STORED RECORDS:
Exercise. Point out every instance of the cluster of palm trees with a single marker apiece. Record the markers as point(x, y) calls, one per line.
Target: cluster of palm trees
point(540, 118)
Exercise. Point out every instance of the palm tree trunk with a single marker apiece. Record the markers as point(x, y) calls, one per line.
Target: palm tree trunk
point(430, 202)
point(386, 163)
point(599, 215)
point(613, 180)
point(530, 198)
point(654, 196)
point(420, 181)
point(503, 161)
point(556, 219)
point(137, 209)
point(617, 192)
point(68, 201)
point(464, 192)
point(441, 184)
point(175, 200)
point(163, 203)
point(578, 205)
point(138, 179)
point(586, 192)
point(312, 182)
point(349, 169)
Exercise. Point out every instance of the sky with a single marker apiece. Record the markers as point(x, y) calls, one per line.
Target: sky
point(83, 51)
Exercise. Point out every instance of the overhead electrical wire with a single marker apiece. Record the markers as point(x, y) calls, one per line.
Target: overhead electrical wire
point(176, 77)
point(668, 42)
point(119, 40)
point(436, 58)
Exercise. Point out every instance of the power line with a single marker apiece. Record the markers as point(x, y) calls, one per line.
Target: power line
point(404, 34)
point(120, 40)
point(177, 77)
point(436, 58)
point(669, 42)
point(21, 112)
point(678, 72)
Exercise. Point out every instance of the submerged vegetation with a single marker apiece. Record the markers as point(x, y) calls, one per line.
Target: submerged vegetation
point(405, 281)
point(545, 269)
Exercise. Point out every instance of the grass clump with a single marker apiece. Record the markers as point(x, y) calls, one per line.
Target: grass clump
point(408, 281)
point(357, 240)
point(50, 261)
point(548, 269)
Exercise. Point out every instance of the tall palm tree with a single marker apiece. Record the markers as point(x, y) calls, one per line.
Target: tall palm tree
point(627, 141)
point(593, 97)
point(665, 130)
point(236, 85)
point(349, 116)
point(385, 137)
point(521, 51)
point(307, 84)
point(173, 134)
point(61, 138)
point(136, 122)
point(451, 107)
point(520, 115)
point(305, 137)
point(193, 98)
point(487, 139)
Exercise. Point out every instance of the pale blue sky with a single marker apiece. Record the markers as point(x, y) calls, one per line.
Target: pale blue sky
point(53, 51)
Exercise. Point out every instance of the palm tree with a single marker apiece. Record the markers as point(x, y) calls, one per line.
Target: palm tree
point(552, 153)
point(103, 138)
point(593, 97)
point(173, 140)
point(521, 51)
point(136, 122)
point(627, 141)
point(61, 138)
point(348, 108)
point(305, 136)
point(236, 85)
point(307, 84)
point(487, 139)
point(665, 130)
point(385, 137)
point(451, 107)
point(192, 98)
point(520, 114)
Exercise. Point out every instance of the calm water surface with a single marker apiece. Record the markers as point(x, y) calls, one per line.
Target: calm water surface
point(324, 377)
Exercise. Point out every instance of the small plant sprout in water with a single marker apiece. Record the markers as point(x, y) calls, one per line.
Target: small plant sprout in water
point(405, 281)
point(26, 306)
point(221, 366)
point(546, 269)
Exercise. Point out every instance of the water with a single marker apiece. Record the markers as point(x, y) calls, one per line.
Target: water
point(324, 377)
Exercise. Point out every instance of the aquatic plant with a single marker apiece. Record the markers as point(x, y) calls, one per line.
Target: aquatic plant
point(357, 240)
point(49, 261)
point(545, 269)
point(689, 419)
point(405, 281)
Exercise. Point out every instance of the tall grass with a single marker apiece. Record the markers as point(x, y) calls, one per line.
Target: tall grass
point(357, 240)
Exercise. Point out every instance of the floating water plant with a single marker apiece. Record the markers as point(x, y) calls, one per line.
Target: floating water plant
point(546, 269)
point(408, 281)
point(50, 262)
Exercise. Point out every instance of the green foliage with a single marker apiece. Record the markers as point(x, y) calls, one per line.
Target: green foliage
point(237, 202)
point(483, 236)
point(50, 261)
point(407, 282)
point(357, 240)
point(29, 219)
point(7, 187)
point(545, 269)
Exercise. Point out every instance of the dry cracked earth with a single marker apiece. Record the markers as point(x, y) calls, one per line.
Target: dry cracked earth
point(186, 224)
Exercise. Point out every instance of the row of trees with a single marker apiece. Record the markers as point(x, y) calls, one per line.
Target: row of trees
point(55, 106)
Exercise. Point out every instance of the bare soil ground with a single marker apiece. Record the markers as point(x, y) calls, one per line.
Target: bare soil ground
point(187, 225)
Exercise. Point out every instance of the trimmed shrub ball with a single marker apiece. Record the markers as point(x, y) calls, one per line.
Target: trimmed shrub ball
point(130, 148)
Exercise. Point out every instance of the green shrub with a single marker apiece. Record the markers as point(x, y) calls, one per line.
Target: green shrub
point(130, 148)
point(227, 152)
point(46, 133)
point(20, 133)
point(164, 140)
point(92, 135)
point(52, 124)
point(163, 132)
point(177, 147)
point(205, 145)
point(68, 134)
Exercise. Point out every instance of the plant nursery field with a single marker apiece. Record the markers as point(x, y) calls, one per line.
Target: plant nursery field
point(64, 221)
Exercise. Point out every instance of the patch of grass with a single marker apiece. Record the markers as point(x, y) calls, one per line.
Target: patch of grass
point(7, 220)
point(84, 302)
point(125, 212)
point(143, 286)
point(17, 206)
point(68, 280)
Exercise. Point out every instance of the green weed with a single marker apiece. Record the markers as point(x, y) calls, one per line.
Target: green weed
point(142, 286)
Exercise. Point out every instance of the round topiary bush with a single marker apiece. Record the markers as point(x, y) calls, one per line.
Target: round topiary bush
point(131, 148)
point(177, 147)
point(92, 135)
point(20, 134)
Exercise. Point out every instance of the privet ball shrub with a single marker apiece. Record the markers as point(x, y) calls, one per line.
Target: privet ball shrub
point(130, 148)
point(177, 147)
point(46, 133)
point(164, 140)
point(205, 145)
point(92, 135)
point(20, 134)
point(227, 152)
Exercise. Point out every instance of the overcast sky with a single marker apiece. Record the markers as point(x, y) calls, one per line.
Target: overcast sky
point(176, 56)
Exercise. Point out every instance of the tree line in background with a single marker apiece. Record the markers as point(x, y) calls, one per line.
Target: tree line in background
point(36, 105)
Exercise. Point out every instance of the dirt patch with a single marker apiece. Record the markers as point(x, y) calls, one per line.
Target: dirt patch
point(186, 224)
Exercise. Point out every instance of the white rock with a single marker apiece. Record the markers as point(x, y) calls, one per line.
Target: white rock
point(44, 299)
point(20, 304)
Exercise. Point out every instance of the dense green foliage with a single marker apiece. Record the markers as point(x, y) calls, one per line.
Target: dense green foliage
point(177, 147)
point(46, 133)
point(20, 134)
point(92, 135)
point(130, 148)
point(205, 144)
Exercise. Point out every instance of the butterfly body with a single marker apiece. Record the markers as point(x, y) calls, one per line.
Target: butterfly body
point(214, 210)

TASK PROMPT: Give back the listing above line for line, with no change to any character.

RESULT OF THE EXERCISE:
Exercise. Point out every instance of the cluster of palm trees with a single marker apiece. Record the markers as point(x, y) calls, one per line.
Target: cluster of palm trees
point(540, 118)
Exercise. Point out every instance of the palm tree trunk with a single marker apiece. Record the markers as point(x, y) calls, one per line.
Target: palm tree trunk
point(430, 202)
point(386, 163)
point(599, 215)
point(613, 180)
point(530, 198)
point(654, 196)
point(420, 181)
point(503, 161)
point(556, 219)
point(137, 209)
point(617, 192)
point(68, 201)
point(464, 192)
point(441, 184)
point(175, 200)
point(163, 203)
point(578, 205)
point(138, 179)
point(586, 192)
point(312, 182)
point(349, 169)
Exercise. Point out every instance of the sky with a single marker apiece. Record the markers as point(x, y) calls, one per line.
Target: sky
point(83, 51)
Exercise. Point out every instance of the overhead electrical wire with a single marker apiece. Record the markers as point(x, y) calls, one per line.
Target: overhead electrical wire
point(176, 77)
point(668, 42)
point(119, 40)
point(436, 58)
Exercise. Point out every instance of the power line with a single marker apiece. Record the markers as point(x, y) calls, one per line.
Target: power line
point(404, 34)
point(120, 40)
point(177, 77)
point(436, 58)
point(669, 42)
point(21, 112)
point(678, 72)
Exercise. Point out every instance of the submerged vegetation with a single marker apiece. Record the markers as point(x, y) calls, one per line.
Target: submerged vegetation
point(405, 281)
point(545, 269)
Exercise. Point out every instance of the grass clump with a single marker apiece. Record the markers as point(x, y) calls, one per line.
Target: grass clump
point(408, 281)
point(357, 240)
point(50, 261)
point(548, 269)
Exercise. Point out every instance of the tall palm tree with a single marker apiece. Record the markers as point(x, y) calls, one per line.
Target: tall palm tree
point(627, 141)
point(593, 97)
point(665, 130)
point(236, 85)
point(349, 116)
point(385, 137)
point(521, 51)
point(307, 84)
point(173, 134)
point(61, 138)
point(136, 122)
point(451, 107)
point(520, 115)
point(305, 137)
point(193, 98)
point(487, 139)
Exercise. Point out every instance of the pale blue sky with a single marker apiece. Record the markers as point(x, y) calls, one per line.
Target: pale blue sky
point(53, 51)
Exercise. Point out every instance of the palm tree with a single marker apiece. Record the markers as point(x, y) calls, one per line.
Target: palm tree
point(552, 153)
point(103, 138)
point(593, 97)
point(173, 140)
point(521, 51)
point(136, 122)
point(627, 141)
point(61, 138)
point(348, 108)
point(305, 136)
point(236, 85)
point(307, 84)
point(487, 139)
point(665, 130)
point(385, 137)
point(451, 107)
point(192, 98)
point(520, 114)
Exercise. Point out every instance of the calm water surface with a single marker apiece. Record the markers as point(x, y) calls, one per line.
Target: calm water surface
point(324, 377)
Exercise. Point out every instance of the small plant sprout in water with a single marker apiece. Record the markers as point(x, y) calls, one per line.
Target: small plant sprout in water
point(405, 281)
point(26, 306)
point(221, 366)
point(546, 269)
Exercise. Point out every instance of the water with a single marker apiece. Record the markers as point(x, y) calls, one per line.
Target: water
point(324, 377)
Exercise. Point out every instance of the aquatic plant with a single marker apiece. Record the markers as point(x, y) calls, one per line.
Target: aquatic plant
point(357, 240)
point(49, 261)
point(545, 269)
point(689, 419)
point(405, 281)
Exercise. Point out every instance of the tall grass with a single marker apiece. Record the markers as point(x, y) calls, one per line.
Target: tall grass
point(357, 240)
Exercise. Point out every instance of the floating water plant with a single marker apiece. Record the markers as point(x, y) calls, one per line.
Target: floating water plant
point(546, 269)
point(408, 281)
point(50, 262)
Exercise. Point out every instance of the green foliage with a single marker apiece. Record the markers as point(x, y) calls, one per line.
Target: green foliage
point(237, 202)
point(483, 236)
point(50, 261)
point(407, 282)
point(357, 240)
point(29, 219)
point(7, 187)
point(545, 269)
Exercise. Point out every instance of the dry cracked earth with a single marker apiece. Record the markers as point(x, y) calls, one per line.
Target: dry cracked earth
point(186, 224)
Exercise. Point out every instance of the row of trees with a single marker apiece. Record the markers as point(x, y) calls, one per line.
Target: row of trees
point(55, 106)
Exercise. Point out every instance of the bare soil ground with a single marker apiece. Record the markers as point(x, y) calls, one per line.
Target: bare soil ground
point(187, 225)
Exercise. Point out every instance of the trimmed shrub ball with a single marker apiece. Record the markers as point(x, y) calls, one per line.
Target: trimmed shrub ball
point(130, 148)
Exercise. Point out every instance of the green shrub with a single marker apiece. Record the markers as point(x, y) calls, one per line.
Target: green shrub
point(130, 148)
point(227, 152)
point(46, 133)
point(20, 133)
point(164, 140)
point(92, 135)
point(52, 124)
point(163, 132)
point(177, 147)
point(205, 145)
point(68, 134)
Exercise. Point out every instance of the plant nursery field with a single marker apiece. Record the markers as point(x, y) calls, one per line.
Target: plant nursery field
point(64, 221)
Exercise. Point out every instance of the patch of grass with a single marker apiece. Record the markers as point(x, y) calls, one per line.
Target: patch of grass
point(7, 220)
point(84, 302)
point(125, 212)
point(143, 286)
point(17, 206)
point(68, 280)
Exercise. Point out every instance of the green weed with a single marker apiece. Record the markers as point(x, y) calls, one per line.
Target: green weed
point(142, 286)
Exercise. Point out every instance of the round topiary bush with a single marker apiece. Record the markers as point(x, y) calls, one per line.
Target: round topiary bush
point(131, 148)
point(177, 147)
point(92, 135)
point(20, 134)
Exercise. Point out every instance of the privet ball shrub with a single marker apiece. Record the markers as point(x, y) calls, one per line.
Target: privet ball shrub
point(130, 148)
point(177, 147)
point(46, 133)
point(164, 140)
point(205, 145)
point(92, 135)
point(20, 134)
point(227, 152)
Exercise. Point out every instance of the overcast sky with a single marker apiece. Record the markers as point(x, y) calls, one per line.
Target: overcast sky
point(176, 56)
Exercise. Point out every instance of the tree line in background with a single marker apiece. Record the markers as point(x, y) calls, one per line.
Target: tree line in background
point(36, 105)
Exercise. Point out every instance of the dirt patch with a single marker apiece. Record the markers as point(x, y) calls, one per line.
Target: dirt patch
point(186, 224)
Exercise. Point out every instance of the white rock with a single marker apiece. Record the markers as point(x, y) calls, one per line.
Target: white rock
point(44, 299)
point(20, 304)
Exercise. Point out every instance of the dense green foliage with a single marker apiece. Record the markers as point(x, y) calls, one per line.
Target: dense green foliage
point(177, 147)
point(46, 133)
point(20, 134)
point(92, 135)
point(130, 148)
point(205, 144)
Exercise. Point out every instance of the butterfly body with a single marker apiece. Record the markers as point(x, y) calls, one per line.
Target: butterfly body
point(214, 210)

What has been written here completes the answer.